# [Text passage]
--

Slam (stylized in all caps) is an American basketball magazine in circulation since 1994.

History
Slam was launched in 1994 as a basketball magazine that combined the sport with hip hop culture at a time when the genre was becoming increasingly popular. It was founded by publisher Dennis Page at Harris Publications, and he hired Cory Johnson to be the first Editor in Chief. Its first issue had a cover story on Larry Johnson of the Charlotte Hornets (written by future Fortune editor Andrew Serwer) and a feature on University of California freshman Jason Kidd. Many of the magazine's lasting features, such as In Your Face, Slam-a-da-month, and Last Shot all began with that first issue.

Slams ownership has changed several times. Peterson Publishing bought Slam in 1998. The next year, Peterson was acquired by British publisher EMAP. In 2001, EMAP sold its US division to Primedia. When Primedia left the magazine business in 2007, Source Interlink acquired a majority of the company, including Slam, In August 2017. Slam was then acquired by an investment group led by Dennis Page (Founder and Publisher) and David Schnur (Executive Publisher). The new holding company is Slam Media Inc. based in New York City.

The magazine carries advertising for basketball related products, street-wear clothing and hip hop music, and has been credited with helping to market hip hop culture and basketball as one.

--

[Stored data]
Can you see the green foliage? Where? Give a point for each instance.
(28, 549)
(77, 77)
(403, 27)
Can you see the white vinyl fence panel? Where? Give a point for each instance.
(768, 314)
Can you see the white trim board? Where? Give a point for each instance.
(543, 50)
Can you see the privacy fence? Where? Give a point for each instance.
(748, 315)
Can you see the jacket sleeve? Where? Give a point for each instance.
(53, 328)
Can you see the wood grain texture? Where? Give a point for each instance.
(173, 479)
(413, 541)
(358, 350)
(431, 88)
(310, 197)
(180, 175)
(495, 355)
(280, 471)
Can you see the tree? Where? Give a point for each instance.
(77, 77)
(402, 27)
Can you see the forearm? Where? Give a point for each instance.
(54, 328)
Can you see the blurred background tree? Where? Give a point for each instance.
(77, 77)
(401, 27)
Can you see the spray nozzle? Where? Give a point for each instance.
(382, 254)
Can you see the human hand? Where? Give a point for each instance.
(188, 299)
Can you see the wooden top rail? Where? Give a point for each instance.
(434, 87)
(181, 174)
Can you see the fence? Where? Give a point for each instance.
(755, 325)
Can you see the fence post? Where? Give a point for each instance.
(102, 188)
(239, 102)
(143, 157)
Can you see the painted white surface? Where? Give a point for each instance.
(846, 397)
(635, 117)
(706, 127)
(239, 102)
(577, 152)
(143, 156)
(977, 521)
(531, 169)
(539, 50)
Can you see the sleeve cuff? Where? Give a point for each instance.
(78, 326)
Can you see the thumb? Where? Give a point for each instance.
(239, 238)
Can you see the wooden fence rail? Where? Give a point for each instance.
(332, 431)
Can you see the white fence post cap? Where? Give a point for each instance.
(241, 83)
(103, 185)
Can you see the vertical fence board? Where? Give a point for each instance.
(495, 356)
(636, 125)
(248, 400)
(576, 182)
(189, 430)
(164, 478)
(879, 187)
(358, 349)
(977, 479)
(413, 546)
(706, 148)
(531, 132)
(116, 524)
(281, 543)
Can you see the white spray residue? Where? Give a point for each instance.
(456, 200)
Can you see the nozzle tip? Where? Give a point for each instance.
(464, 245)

--

# [To do]
1) Decide whether each statement agrees with the passage about Slam magazine: (a) Slam was launched in 1994; (b) Peterson Publishing bought Slam in 2001; (c) the first issue included a feature on Jason Kidd. For each, answer yes or no and quote the deciding words of the passage.
2) In the passage about Slam magazine, whom did Dennis Page hire as the first Editor in Chief?
3) Restate word for word the part of the passage about Slam magazine starting with "The magazine carries" and going on through "basketball as one.".

# [Correct answers]
1)
(a) Yes: "Slam was launched in 1994 as a basketball magazine"
(b) No: "Peterson Publishing bought Slam in 1998."
(c) Yes: "a feature on University of California freshman Jason Kidd"

2) Cory Johnson.

3)
The magazine carries advertising for basketball related products, street-wear clothing and hip hop music, and has been credited with helping to market hip hop culture and basketball as one.